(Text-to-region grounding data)

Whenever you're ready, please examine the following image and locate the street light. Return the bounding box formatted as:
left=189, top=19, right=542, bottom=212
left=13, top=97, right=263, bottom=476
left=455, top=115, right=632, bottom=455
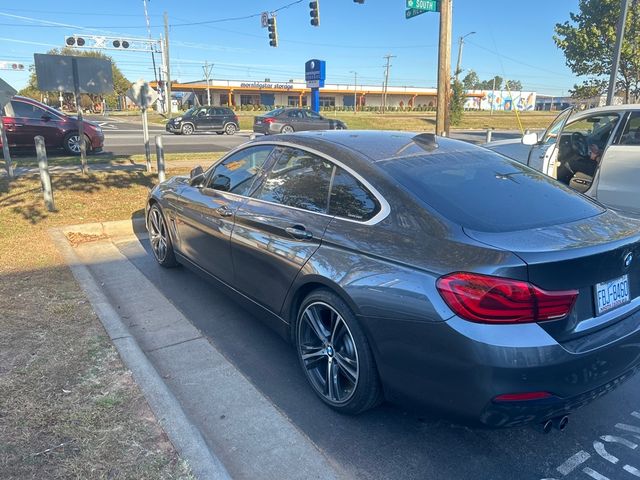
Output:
left=455, top=31, right=476, bottom=81
left=350, top=71, right=358, bottom=113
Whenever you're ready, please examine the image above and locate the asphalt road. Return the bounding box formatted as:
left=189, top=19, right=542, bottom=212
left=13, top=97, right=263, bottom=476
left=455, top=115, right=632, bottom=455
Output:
left=90, top=115, right=523, bottom=156
left=117, top=235, right=640, bottom=480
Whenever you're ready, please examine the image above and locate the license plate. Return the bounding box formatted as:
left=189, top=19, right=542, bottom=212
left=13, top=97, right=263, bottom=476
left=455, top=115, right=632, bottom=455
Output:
left=595, top=274, right=630, bottom=315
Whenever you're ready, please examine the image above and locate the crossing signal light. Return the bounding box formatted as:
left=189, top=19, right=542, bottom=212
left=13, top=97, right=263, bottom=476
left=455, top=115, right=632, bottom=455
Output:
left=112, top=39, right=130, bottom=49
left=309, top=1, right=320, bottom=26
left=354, top=0, right=364, bottom=3
left=267, top=16, right=278, bottom=47
left=65, top=36, right=85, bottom=47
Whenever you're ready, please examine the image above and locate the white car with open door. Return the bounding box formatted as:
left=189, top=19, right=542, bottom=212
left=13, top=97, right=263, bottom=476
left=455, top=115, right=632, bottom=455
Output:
left=485, top=105, right=640, bottom=218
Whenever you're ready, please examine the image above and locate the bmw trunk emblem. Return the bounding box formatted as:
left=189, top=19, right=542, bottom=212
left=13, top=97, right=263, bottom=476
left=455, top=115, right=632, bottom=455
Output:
left=624, top=252, right=634, bottom=268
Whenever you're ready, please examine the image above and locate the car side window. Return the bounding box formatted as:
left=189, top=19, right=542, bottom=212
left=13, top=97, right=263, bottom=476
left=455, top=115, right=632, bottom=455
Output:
left=304, top=110, right=322, bottom=120
left=214, top=108, right=225, bottom=116
left=206, top=145, right=274, bottom=196
left=11, top=101, right=46, bottom=119
left=287, top=110, right=302, bottom=119
left=252, top=148, right=333, bottom=213
left=619, top=112, right=640, bottom=145
left=196, top=108, right=208, bottom=117
left=329, top=167, right=380, bottom=221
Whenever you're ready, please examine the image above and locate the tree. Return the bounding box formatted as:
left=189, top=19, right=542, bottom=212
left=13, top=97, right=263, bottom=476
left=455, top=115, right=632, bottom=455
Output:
left=506, top=80, right=523, bottom=91
left=18, top=47, right=130, bottom=110
left=449, top=79, right=465, bottom=125
left=569, top=78, right=608, bottom=99
left=462, top=70, right=480, bottom=90
left=554, top=0, right=640, bottom=103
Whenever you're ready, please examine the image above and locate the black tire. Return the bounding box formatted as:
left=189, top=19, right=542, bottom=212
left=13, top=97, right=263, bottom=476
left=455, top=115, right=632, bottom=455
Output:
left=281, top=125, right=294, bottom=134
left=147, top=204, right=178, bottom=268
left=224, top=123, right=238, bottom=135
left=181, top=123, right=195, bottom=135
left=295, top=289, right=382, bottom=414
left=63, top=132, right=91, bottom=155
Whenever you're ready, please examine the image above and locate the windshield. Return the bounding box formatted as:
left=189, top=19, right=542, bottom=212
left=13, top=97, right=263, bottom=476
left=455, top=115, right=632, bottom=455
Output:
left=541, top=107, right=573, bottom=146
left=182, top=107, right=197, bottom=117
left=264, top=108, right=284, bottom=118
left=379, top=148, right=604, bottom=233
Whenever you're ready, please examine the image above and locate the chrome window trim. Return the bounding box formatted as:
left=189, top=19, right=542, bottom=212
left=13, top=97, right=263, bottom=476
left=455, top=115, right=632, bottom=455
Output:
left=202, top=140, right=390, bottom=226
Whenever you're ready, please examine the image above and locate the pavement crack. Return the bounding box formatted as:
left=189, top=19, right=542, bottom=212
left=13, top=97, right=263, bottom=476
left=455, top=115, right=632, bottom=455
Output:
left=145, top=336, right=203, bottom=353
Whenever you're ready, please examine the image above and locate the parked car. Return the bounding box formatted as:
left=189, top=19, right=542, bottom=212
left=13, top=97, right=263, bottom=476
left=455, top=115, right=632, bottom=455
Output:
left=166, top=106, right=239, bottom=135
left=485, top=105, right=640, bottom=217
left=146, top=130, right=640, bottom=428
left=1, top=96, right=104, bottom=155
left=253, top=107, right=347, bottom=134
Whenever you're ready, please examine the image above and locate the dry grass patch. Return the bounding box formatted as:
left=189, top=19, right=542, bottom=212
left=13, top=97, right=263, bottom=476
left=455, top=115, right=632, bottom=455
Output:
left=0, top=167, right=195, bottom=479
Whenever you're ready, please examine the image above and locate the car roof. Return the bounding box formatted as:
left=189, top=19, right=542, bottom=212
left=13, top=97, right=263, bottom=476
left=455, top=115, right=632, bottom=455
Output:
left=575, top=104, right=640, bottom=115
left=252, top=130, right=480, bottom=163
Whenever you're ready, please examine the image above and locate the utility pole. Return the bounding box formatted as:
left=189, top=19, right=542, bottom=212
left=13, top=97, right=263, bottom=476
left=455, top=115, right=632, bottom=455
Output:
left=203, top=61, right=213, bottom=106
left=382, top=54, right=395, bottom=114
left=163, top=11, right=172, bottom=116
left=607, top=0, right=630, bottom=105
left=350, top=70, right=358, bottom=113
left=490, top=76, right=496, bottom=115
left=455, top=31, right=475, bottom=80
left=142, top=0, right=159, bottom=90
left=436, top=0, right=452, bottom=136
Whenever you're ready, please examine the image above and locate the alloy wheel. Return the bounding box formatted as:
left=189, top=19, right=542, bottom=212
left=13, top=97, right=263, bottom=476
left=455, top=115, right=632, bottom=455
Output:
left=225, top=123, right=237, bottom=135
left=182, top=124, right=194, bottom=135
left=148, top=207, right=168, bottom=263
left=298, top=301, right=359, bottom=404
left=67, top=135, right=81, bottom=153
left=281, top=125, right=294, bottom=134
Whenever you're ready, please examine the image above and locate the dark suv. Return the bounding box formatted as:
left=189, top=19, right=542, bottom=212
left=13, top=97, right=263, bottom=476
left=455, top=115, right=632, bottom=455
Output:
left=1, top=96, right=104, bottom=155
left=166, top=106, right=239, bottom=135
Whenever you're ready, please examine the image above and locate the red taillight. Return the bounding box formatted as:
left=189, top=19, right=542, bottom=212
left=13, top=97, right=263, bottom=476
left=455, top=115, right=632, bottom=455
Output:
left=493, top=392, right=553, bottom=402
left=263, top=117, right=276, bottom=124
left=436, top=272, right=578, bottom=324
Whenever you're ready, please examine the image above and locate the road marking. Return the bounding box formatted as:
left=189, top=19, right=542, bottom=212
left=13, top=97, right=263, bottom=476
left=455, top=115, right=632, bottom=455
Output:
left=624, top=464, right=640, bottom=477
left=601, top=435, right=637, bottom=450
left=615, top=423, right=640, bottom=434
left=582, top=467, right=609, bottom=480
left=594, top=442, right=619, bottom=464
left=557, top=450, right=591, bottom=475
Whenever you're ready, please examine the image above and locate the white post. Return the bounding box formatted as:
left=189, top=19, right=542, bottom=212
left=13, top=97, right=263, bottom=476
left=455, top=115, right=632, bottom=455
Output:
left=141, top=107, right=151, bottom=171
left=35, top=135, right=55, bottom=211
left=155, top=135, right=165, bottom=183
left=0, top=111, right=13, bottom=178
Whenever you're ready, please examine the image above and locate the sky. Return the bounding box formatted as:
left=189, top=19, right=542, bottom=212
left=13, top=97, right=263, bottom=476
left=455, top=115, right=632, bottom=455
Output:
left=0, top=0, right=583, bottom=95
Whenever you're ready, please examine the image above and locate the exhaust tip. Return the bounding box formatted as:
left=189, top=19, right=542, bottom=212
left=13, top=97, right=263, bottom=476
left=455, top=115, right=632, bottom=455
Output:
left=541, top=419, right=553, bottom=434
left=554, top=415, right=569, bottom=432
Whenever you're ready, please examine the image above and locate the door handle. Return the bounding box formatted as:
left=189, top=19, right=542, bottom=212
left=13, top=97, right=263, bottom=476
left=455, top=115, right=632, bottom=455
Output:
left=215, top=205, right=233, bottom=217
left=285, top=226, right=313, bottom=240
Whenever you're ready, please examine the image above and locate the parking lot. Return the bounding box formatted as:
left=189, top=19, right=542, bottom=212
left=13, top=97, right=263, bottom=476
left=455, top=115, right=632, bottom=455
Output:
left=80, top=227, right=640, bottom=480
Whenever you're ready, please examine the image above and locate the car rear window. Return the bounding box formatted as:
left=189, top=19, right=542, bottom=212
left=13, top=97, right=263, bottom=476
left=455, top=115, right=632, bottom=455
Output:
left=379, top=149, right=604, bottom=232
left=264, top=108, right=284, bottom=118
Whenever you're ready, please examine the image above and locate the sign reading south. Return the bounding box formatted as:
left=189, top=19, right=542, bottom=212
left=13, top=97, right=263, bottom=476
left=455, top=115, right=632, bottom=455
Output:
left=305, top=59, right=326, bottom=89
left=406, top=0, right=439, bottom=12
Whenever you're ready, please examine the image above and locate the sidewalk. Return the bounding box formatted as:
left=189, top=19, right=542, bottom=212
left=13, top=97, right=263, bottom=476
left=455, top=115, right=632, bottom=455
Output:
left=52, top=219, right=347, bottom=480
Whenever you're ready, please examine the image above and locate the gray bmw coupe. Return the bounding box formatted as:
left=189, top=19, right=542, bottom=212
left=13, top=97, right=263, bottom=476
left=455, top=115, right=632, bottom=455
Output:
left=146, top=130, right=640, bottom=428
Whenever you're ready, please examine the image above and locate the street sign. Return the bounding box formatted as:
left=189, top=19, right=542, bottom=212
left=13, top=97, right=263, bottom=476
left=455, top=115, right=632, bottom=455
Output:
left=0, top=77, right=17, bottom=108
left=127, top=79, right=159, bottom=109
left=261, top=11, right=269, bottom=28
left=406, top=0, right=439, bottom=11
left=34, top=54, right=114, bottom=94
left=305, top=59, right=326, bottom=89
left=405, top=8, right=428, bottom=18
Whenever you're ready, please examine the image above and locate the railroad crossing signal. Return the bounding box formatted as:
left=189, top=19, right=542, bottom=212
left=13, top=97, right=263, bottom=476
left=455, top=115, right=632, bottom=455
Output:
left=267, top=16, right=279, bottom=47
left=309, top=1, right=320, bottom=26
left=64, top=34, right=160, bottom=52
left=0, top=62, right=25, bottom=71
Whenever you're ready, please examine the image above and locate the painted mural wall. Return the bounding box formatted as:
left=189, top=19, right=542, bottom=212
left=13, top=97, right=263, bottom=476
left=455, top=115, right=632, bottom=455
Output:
left=464, top=90, right=537, bottom=111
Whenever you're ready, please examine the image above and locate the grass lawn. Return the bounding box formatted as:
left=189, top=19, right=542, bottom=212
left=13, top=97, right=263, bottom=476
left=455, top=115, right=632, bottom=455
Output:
left=0, top=166, right=196, bottom=479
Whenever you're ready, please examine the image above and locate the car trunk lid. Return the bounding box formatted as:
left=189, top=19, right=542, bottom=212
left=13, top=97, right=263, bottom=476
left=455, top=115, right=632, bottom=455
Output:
left=463, top=210, right=640, bottom=342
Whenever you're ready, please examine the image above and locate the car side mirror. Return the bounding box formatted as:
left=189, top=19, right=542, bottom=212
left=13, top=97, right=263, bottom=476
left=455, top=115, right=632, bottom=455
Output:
left=190, top=165, right=205, bottom=187
left=211, top=175, right=231, bottom=192
left=522, top=132, right=539, bottom=146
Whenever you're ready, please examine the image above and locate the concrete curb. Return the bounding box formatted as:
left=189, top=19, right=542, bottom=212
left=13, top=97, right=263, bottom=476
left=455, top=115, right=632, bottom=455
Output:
left=61, top=217, right=147, bottom=238
left=49, top=227, right=232, bottom=480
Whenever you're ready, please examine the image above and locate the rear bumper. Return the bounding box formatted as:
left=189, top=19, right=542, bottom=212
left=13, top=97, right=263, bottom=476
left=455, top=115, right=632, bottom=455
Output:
left=363, top=309, right=640, bottom=427
left=253, top=123, right=276, bottom=134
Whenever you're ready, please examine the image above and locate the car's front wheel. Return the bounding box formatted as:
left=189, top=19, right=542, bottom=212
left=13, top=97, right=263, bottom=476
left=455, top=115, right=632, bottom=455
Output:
left=181, top=123, right=194, bottom=135
left=147, top=204, right=178, bottom=268
left=295, top=289, right=382, bottom=414
left=63, top=132, right=91, bottom=155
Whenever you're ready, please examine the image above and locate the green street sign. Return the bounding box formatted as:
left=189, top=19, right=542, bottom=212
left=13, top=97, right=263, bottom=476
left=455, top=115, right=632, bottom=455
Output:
left=406, top=0, right=439, bottom=12
left=405, top=7, right=427, bottom=18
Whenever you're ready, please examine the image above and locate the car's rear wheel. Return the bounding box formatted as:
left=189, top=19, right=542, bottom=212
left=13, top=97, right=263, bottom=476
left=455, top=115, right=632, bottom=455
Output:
left=295, top=289, right=382, bottom=414
left=147, top=204, right=178, bottom=268
left=281, top=125, right=294, bottom=134
left=181, top=123, right=194, bottom=135
left=224, top=123, right=237, bottom=135
left=63, top=132, right=91, bottom=155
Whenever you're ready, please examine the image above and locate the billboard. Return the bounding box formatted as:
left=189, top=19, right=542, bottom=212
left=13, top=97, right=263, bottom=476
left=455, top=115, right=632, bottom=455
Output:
left=34, top=53, right=114, bottom=94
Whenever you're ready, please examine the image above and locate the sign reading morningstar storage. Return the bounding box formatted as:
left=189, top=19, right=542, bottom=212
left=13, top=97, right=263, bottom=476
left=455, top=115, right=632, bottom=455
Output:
left=305, top=59, right=326, bottom=89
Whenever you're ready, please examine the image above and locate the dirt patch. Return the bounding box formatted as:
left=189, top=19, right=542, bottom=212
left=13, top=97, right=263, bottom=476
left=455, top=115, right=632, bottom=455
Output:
left=66, top=231, right=109, bottom=247
left=0, top=168, right=195, bottom=479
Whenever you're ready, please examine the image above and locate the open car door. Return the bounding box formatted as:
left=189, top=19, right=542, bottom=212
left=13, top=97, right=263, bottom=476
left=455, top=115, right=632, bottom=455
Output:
left=526, top=107, right=574, bottom=174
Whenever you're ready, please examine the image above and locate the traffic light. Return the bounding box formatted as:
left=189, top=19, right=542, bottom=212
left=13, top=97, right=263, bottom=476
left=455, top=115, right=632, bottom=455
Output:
left=353, top=0, right=364, bottom=3
left=65, top=36, right=85, bottom=47
left=112, top=40, right=130, bottom=49
left=267, top=16, right=278, bottom=47
left=309, top=1, right=320, bottom=26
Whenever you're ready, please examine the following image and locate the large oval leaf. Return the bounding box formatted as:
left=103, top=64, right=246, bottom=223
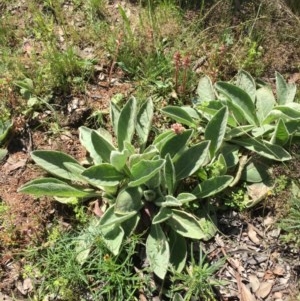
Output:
left=276, top=71, right=297, bottom=105
left=167, top=210, right=205, bottom=239
left=232, top=137, right=291, bottom=161
left=146, top=224, right=170, bottom=279
left=241, top=159, right=271, bottom=182
left=193, top=175, right=233, bottom=198
left=31, top=150, right=82, bottom=181
left=216, top=82, right=259, bottom=126
left=110, top=101, right=121, bottom=134
left=101, top=226, right=124, bottom=256
left=82, top=163, right=125, bottom=187
left=161, top=106, right=196, bottom=127
left=152, top=207, right=173, bottom=224
left=79, top=126, right=102, bottom=164
left=169, top=229, right=187, bottom=273
left=19, top=178, right=98, bottom=198
left=205, top=107, right=228, bottom=158
left=161, top=129, right=193, bottom=158
left=136, top=98, right=153, bottom=151
left=174, top=141, right=210, bottom=181
left=164, top=154, right=176, bottom=195
left=99, top=205, right=137, bottom=229
left=196, top=75, right=216, bottom=104
left=270, top=119, right=289, bottom=146
left=256, top=87, right=276, bottom=125
left=129, top=159, right=165, bottom=187
left=235, top=70, right=256, bottom=102
left=117, top=97, right=137, bottom=150
left=91, top=130, right=116, bottom=163
left=115, top=186, right=144, bottom=215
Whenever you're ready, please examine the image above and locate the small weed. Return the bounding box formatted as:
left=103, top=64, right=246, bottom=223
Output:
left=273, top=175, right=289, bottom=195
left=224, top=186, right=249, bottom=211
left=169, top=247, right=226, bottom=301
left=279, top=182, right=300, bottom=248
left=27, top=231, right=144, bottom=300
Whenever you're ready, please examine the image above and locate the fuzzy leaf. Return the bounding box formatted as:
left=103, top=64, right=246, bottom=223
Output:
left=91, top=130, right=116, bottom=163
left=205, top=107, right=228, bottom=158
left=82, top=163, right=125, bottom=187
left=276, top=71, right=297, bottom=104
left=161, top=106, right=196, bottom=127
left=232, top=137, right=291, bottom=161
left=19, top=178, right=98, bottom=198
left=270, top=119, right=289, bottom=145
left=220, top=143, right=240, bottom=168
left=167, top=210, right=205, bottom=239
left=129, top=159, right=165, bottom=187
left=196, top=75, right=216, bottom=103
left=79, top=126, right=102, bottom=164
left=101, top=226, right=124, bottom=256
left=216, top=82, right=259, bottom=126
left=152, top=207, right=173, bottom=224
left=129, top=146, right=158, bottom=168
left=110, top=101, right=121, bottom=134
left=153, top=130, right=175, bottom=151
left=235, top=70, right=256, bottom=102
left=110, top=149, right=129, bottom=171
left=174, top=141, right=210, bottom=181
left=226, top=125, right=254, bottom=140
left=115, top=186, right=144, bottom=215
left=136, top=98, right=153, bottom=150
left=177, top=193, right=197, bottom=204
left=155, top=195, right=182, bottom=207
left=256, top=87, right=276, bottom=124
left=169, top=229, right=187, bottom=273
left=241, top=159, right=270, bottom=182
left=31, top=150, right=83, bottom=181
left=164, top=154, right=176, bottom=195
left=193, top=175, right=233, bottom=198
left=146, top=224, right=170, bottom=279
left=161, top=129, right=193, bottom=158
left=99, top=205, right=137, bottom=229
left=117, top=97, right=137, bottom=150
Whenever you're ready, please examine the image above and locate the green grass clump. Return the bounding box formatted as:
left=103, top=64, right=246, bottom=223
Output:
left=26, top=231, right=144, bottom=300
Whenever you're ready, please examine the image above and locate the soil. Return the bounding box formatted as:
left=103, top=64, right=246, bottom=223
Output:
left=1, top=0, right=300, bottom=300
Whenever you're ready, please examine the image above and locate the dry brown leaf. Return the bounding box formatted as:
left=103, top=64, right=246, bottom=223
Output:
left=249, top=274, right=260, bottom=293
left=16, top=278, right=33, bottom=295
left=241, top=282, right=257, bottom=301
left=3, top=158, right=27, bottom=174
left=288, top=73, right=300, bottom=84
left=248, top=224, right=260, bottom=244
left=273, top=265, right=285, bottom=276
left=139, top=292, right=147, bottom=301
left=256, top=281, right=273, bottom=299
left=93, top=200, right=103, bottom=217
left=247, top=182, right=272, bottom=205
left=264, top=270, right=275, bottom=280
left=273, top=291, right=283, bottom=299
left=263, top=216, right=274, bottom=227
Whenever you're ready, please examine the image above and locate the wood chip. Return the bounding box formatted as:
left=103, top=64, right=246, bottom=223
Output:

- [REQUIRED WORK]:
Please report the number of lines in the data that include "reading", with no other words.

- [TASK RESPONSE]:
2